(Dataset entries)
_ _ _

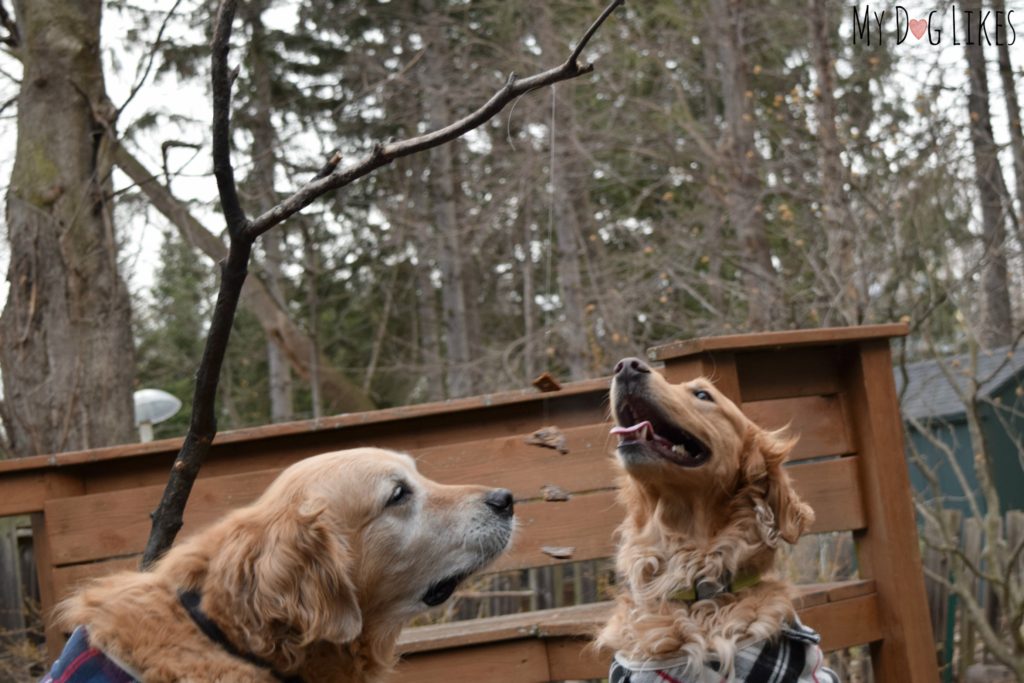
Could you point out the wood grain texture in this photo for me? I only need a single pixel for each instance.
(888, 549)
(98, 526)
(846, 613)
(791, 338)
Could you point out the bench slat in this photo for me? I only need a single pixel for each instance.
(848, 615)
(100, 526)
(780, 374)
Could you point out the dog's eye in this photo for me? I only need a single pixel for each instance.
(400, 493)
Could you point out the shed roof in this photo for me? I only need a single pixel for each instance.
(930, 393)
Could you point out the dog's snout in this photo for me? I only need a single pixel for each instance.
(500, 500)
(628, 368)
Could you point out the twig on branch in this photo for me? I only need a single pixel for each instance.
(167, 518)
(384, 154)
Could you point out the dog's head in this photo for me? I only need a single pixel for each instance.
(687, 447)
(343, 541)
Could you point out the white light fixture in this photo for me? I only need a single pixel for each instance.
(153, 407)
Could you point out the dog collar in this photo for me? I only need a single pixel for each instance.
(706, 590)
(190, 600)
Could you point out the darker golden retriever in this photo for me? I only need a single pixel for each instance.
(312, 582)
(708, 504)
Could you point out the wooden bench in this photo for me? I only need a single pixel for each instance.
(834, 386)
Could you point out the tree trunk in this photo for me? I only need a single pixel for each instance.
(996, 319)
(743, 184)
(260, 183)
(67, 346)
(565, 199)
(846, 306)
(1016, 133)
(442, 188)
(339, 393)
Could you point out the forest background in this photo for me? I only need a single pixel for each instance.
(727, 167)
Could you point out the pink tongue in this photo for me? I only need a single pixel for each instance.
(626, 431)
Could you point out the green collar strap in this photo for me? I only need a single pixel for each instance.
(706, 590)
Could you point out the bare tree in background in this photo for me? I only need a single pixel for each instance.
(744, 187)
(996, 316)
(167, 518)
(847, 302)
(260, 183)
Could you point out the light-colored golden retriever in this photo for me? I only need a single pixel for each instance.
(708, 503)
(314, 580)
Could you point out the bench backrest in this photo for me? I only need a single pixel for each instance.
(834, 387)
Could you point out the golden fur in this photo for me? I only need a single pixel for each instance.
(316, 577)
(726, 514)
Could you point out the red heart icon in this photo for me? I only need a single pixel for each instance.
(918, 28)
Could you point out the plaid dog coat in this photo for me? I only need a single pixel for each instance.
(81, 663)
(794, 657)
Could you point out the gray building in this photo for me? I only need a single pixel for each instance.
(931, 402)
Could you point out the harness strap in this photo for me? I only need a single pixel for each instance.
(190, 600)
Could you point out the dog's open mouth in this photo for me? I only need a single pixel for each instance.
(642, 426)
(442, 590)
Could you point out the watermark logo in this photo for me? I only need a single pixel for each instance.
(985, 27)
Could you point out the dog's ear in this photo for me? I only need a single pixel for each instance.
(302, 579)
(786, 515)
(288, 575)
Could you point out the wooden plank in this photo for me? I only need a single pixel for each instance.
(888, 550)
(833, 489)
(522, 660)
(98, 526)
(56, 483)
(581, 621)
(574, 659)
(720, 369)
(791, 338)
(787, 373)
(22, 493)
(819, 421)
(511, 463)
(69, 578)
(471, 412)
(846, 623)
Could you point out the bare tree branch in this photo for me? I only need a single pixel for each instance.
(140, 77)
(13, 38)
(167, 518)
(384, 154)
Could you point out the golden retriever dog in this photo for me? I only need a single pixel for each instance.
(312, 582)
(708, 504)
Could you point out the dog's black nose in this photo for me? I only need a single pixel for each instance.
(500, 500)
(628, 368)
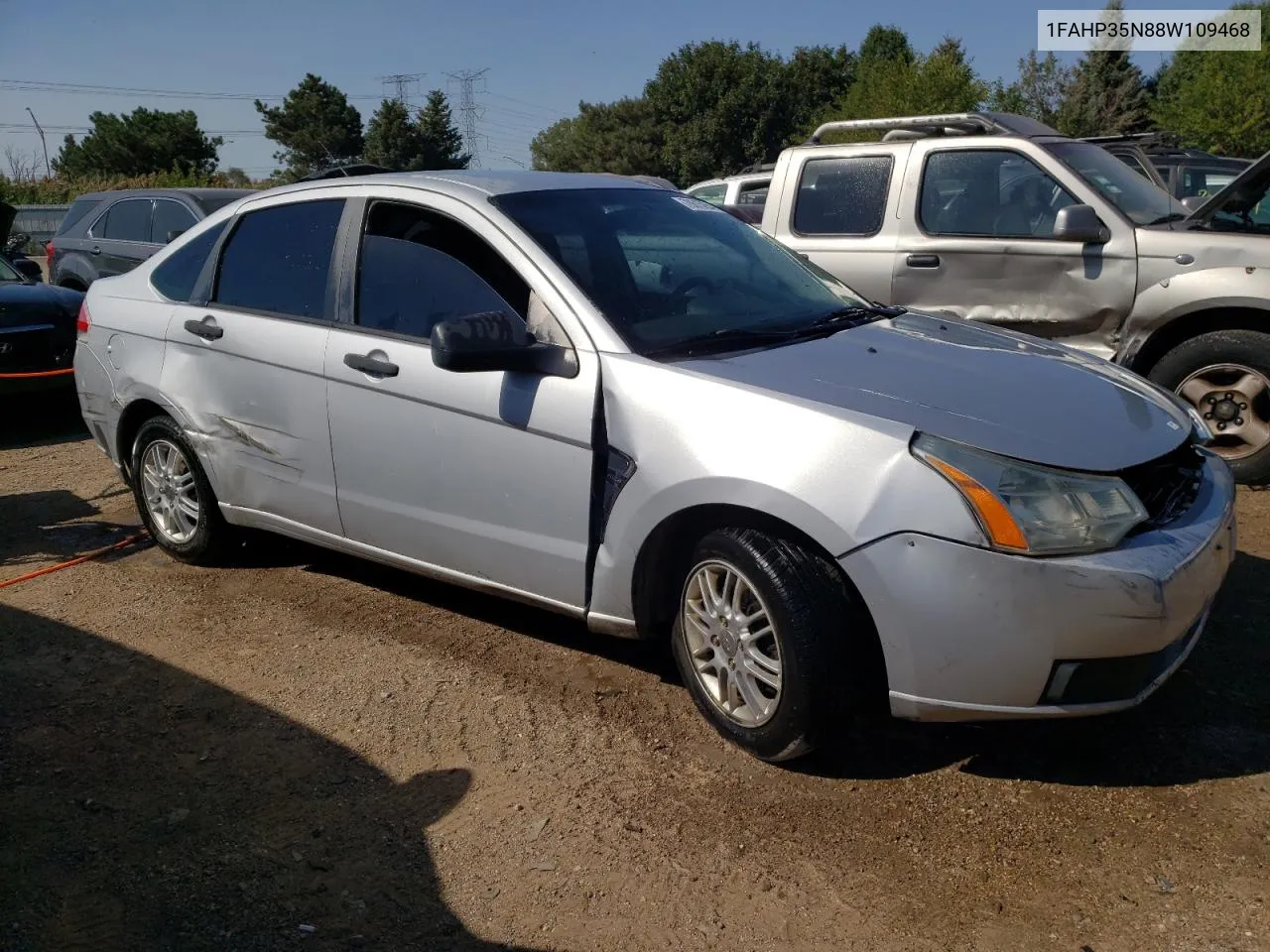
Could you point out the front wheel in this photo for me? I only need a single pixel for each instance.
(1225, 377)
(763, 639)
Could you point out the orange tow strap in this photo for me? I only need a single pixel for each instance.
(128, 540)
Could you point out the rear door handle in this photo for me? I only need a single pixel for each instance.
(371, 365)
(207, 329)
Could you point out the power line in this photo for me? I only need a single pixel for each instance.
(470, 112)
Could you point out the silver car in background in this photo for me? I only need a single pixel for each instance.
(626, 405)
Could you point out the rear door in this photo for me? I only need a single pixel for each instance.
(485, 475)
(833, 211)
(245, 363)
(119, 240)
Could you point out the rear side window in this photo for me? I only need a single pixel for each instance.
(75, 213)
(126, 221)
(169, 217)
(842, 195)
(176, 278)
(278, 259)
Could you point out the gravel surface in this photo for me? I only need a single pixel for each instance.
(310, 752)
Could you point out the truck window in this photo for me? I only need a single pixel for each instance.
(842, 195)
(988, 193)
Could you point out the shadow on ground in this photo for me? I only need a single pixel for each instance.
(146, 809)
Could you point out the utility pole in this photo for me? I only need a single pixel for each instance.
(49, 172)
(467, 108)
(402, 81)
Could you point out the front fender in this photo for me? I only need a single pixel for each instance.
(1184, 295)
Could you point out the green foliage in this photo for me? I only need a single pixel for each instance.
(1219, 100)
(316, 126)
(1039, 90)
(621, 137)
(443, 141)
(141, 143)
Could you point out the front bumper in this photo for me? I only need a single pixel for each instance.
(970, 634)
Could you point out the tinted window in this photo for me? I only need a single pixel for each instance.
(169, 216)
(75, 213)
(666, 270)
(714, 194)
(278, 259)
(126, 221)
(992, 194)
(842, 195)
(176, 278)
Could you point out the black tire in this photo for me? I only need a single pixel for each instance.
(212, 538)
(1247, 348)
(820, 626)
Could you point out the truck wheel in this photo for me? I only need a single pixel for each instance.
(763, 638)
(1225, 376)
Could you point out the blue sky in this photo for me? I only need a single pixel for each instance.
(541, 58)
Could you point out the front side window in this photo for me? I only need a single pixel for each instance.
(1138, 199)
(989, 193)
(418, 268)
(667, 268)
(126, 221)
(177, 276)
(842, 195)
(278, 259)
(169, 217)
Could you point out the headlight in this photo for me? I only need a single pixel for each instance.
(1035, 509)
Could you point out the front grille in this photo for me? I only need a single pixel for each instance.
(1167, 485)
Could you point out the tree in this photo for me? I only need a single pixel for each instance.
(443, 144)
(621, 137)
(1039, 91)
(1106, 95)
(720, 107)
(316, 126)
(1219, 100)
(143, 143)
(393, 137)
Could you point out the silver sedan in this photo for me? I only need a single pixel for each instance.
(624, 404)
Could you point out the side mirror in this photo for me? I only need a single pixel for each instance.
(1080, 222)
(493, 340)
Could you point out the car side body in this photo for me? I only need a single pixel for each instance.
(581, 488)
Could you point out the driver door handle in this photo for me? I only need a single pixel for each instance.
(371, 366)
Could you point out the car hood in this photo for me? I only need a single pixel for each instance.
(23, 303)
(1251, 180)
(1000, 391)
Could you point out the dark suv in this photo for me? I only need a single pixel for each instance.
(112, 232)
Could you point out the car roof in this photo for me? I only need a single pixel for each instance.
(476, 181)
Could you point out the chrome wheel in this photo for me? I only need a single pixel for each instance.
(171, 493)
(1234, 403)
(731, 644)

_ _ _

Required action ->
Repeat all the records exactly, images excluded.

Task response ->
Could you point out the wood grain texture in this photo for me? I only need a single pixel for each instance.
(888, 549)
(98, 526)
(846, 613)
(791, 338)
Could you point out the bench slat in this photo for me? I only need a single pixel for each instance.
(848, 615)
(100, 526)
(780, 374)
Could you point out the dog's eye in this photo for me? I only need a single pixel for each instance.
(400, 493)
Could you point out the shed roof in this photo for me? I only need a single pixel for each instance.
(930, 393)
Could you point out the dog's snout in this photo for me? I only need a single pixel for each instance.
(500, 500)
(628, 368)
Could you point out the twig on branch in this photo for me? I only need a single pixel for each instance.
(167, 518)
(384, 154)
Could you point out the dog's head in this photo for me? I only need a single pixel for each instance.
(687, 447)
(343, 541)
Could you point out the white light fixture in this photo for me? I only need a single pixel for each instance.
(153, 407)
Could you point out the dog collar in this photo for me? I only need a single pixel for each instance.
(706, 590)
(190, 600)
Could you point out the darker golden retriever in this photo for me? I only need a single pixel for each instance.
(312, 582)
(708, 504)
Could you point out the wooden bench in this photo for me? I only need a single pixel for each instance.
(834, 386)
Could you point out the tree trunk in this photo for me? I only need a single pixel for each instance.
(996, 319)
(743, 184)
(260, 183)
(67, 346)
(565, 199)
(846, 306)
(1016, 133)
(442, 188)
(339, 393)
Could you point out the forest background in this photo for me? I only need a single pixel for each instance.
(727, 167)
Could you point out the pink tongue in this photo for me? I only need a single pixel for each instance.
(626, 431)
Could you point out the green collar strap in this photo for me? I only need a single pixel for each instance.
(706, 590)
Could you point out the bare tree in background in this photo for me? I only need a single pixel for each instance.
(744, 187)
(996, 316)
(167, 518)
(847, 302)
(260, 183)
Could you point out the light-colored golden retriever in this photo for me? I only need a single pixel for each instance.
(708, 503)
(314, 580)
Could you point out the bench backrest in this photo for me? I only need a single pixel for each instance.
(834, 387)
Could you point out the golden fur in this photo for me? I only need a single pixel for each instance.
(316, 577)
(726, 514)
Could you point out the red heart icon in this photo for me? I only need a single pixel for each instance.
(918, 28)
Could you point out the plaid dog coat in this photo for me? I only need a single pixel for each instance.
(81, 663)
(794, 657)
Could you point out the gray building in this photo for me? I only need a single pixel for each instance.
(931, 402)
Could you point out the harness strap in this photo for me? I only need a single pixel for each instance.
(190, 600)
Could you point out the dog's open mouth in this photo for me? I only need a single pixel for each instance.
(642, 426)
(442, 590)
Could you point out the watermark logo in this photo for me? I only need a single pixel for each instance.
(985, 27)
Could you point out the dog's ear in this photo for me? I only need a single pixel for each instance.
(302, 579)
(786, 515)
(288, 575)
Could you point out the wooden plank in this photo for me? I only need a single pixel for each instance.
(888, 550)
(833, 489)
(522, 660)
(98, 526)
(56, 483)
(581, 621)
(574, 659)
(720, 369)
(791, 338)
(787, 373)
(22, 493)
(819, 421)
(511, 463)
(69, 578)
(471, 412)
(846, 623)
Could you point out the bare tree branch in this photo for me? I only need a single pixel for each instance.
(140, 77)
(13, 38)
(167, 518)
(384, 154)
Could you point out the golden retriever dog in this photo for me? I only need a single pixel for each instance.
(312, 582)
(708, 504)
Could you point out the dog's black nose in this photo for me? I only need a single pixel for each instance.
(500, 500)
(628, 368)
Could you point out the front wheel in this photo for me? I only need a single pixel for each instance.
(1225, 377)
(763, 639)
Could you point out the orange tow strap in this photo for me? I only need a single pixel for each instance.
(128, 540)
Could you point out the rear door handle in this photo for me? I only need a single pixel for each instance.
(371, 365)
(207, 329)
Could you point out the power line in this photo for me? I only need a single pixel for each instance.
(470, 112)
Could you point out the silver car in background in this photo for me? I only need a single pixel for each instance.
(626, 405)
Could you point out the rear door in this photo for me? I only need a single pixel for each instance.
(485, 475)
(833, 211)
(245, 363)
(119, 240)
Could you point out the rear side window in this photo for me? I only need a single pixel for each instance.
(75, 213)
(126, 221)
(169, 217)
(842, 195)
(176, 278)
(278, 259)
Could you point out the gravel surface in this photo for me? I only need a single pixel for each instance.
(310, 752)
Could you point out the truck window in this photo for me? I only need a single pixel for each instance.
(842, 195)
(988, 193)
Could you point out the shadow on ground in this photo for me? I only need a single pixel for each instance.
(146, 809)
Could you point out the utility pole in this photo for me? I only need a single pixel for each instance.
(49, 172)
(467, 108)
(402, 81)
Could you point out the front fender in this photo for me? I only need a single pixel for each instance.
(1184, 295)
Could you point out the green foliage in this photo for me? I only need a single pixel for each instance.
(1219, 100)
(316, 126)
(1039, 90)
(621, 137)
(443, 141)
(141, 143)
Could you point out the front bumper in this photo for me? I only need a single pixel for each instance.
(970, 634)
Could you point out the tinted window in this photo for me? I only need a single pixel for each instance.
(169, 216)
(75, 213)
(666, 270)
(714, 194)
(278, 259)
(126, 221)
(992, 194)
(842, 195)
(176, 278)
Could you point out the black tire in this photo for me? I only need a single pixel for each instance.
(212, 538)
(1247, 348)
(820, 626)
Could you point out the truck wheel in this photo for me? I only need a single pixel for each instance.
(763, 638)
(1225, 376)
Could you point out the blue sky in this photo for me? I only need a single pixel for each instance.
(541, 58)
Could you point out the front side window in this photo for me? I only need a single pixel for each instance.
(1138, 199)
(989, 193)
(418, 268)
(667, 268)
(126, 221)
(177, 276)
(842, 195)
(278, 259)
(169, 217)
Could you point out the headlight in this photo for me? I only need a single pixel for each instance.
(1035, 509)
Could you point out the front grille in this photo for me? I only need a single pixel for each instance.
(1167, 485)
Could you point out the tree in this photo for me? I only need a single pixel for each instance.
(443, 144)
(621, 137)
(1039, 91)
(1106, 95)
(720, 107)
(316, 126)
(1219, 100)
(143, 143)
(393, 137)
Could you point out the silver sedan in this photo for me? I only need a single pixel for each instance.
(624, 404)
Could you point out the side mirror in this photo for me? I only need a single pixel for each instance.
(1080, 222)
(493, 340)
Could you point out the car side body in this photo for me? I only need a single pixel for each instance.
(581, 488)
Could you point out the driver door handle in this photo for me? I only need a single pixel for each instance.
(371, 366)
Could you point out the car hood in this photo for me? I only need a single pixel for each instance.
(23, 303)
(1251, 180)
(1000, 391)
Could you point out the dark suv in this photo for me? I only need a single pixel for each instance.
(112, 232)
Could you point out the car roof in this photo for me? I only need a single pixel for each instance.
(476, 181)
Could you point out the chrome wheel in this photo for me? I only need a single pixel for each instance.
(171, 493)
(1234, 403)
(731, 644)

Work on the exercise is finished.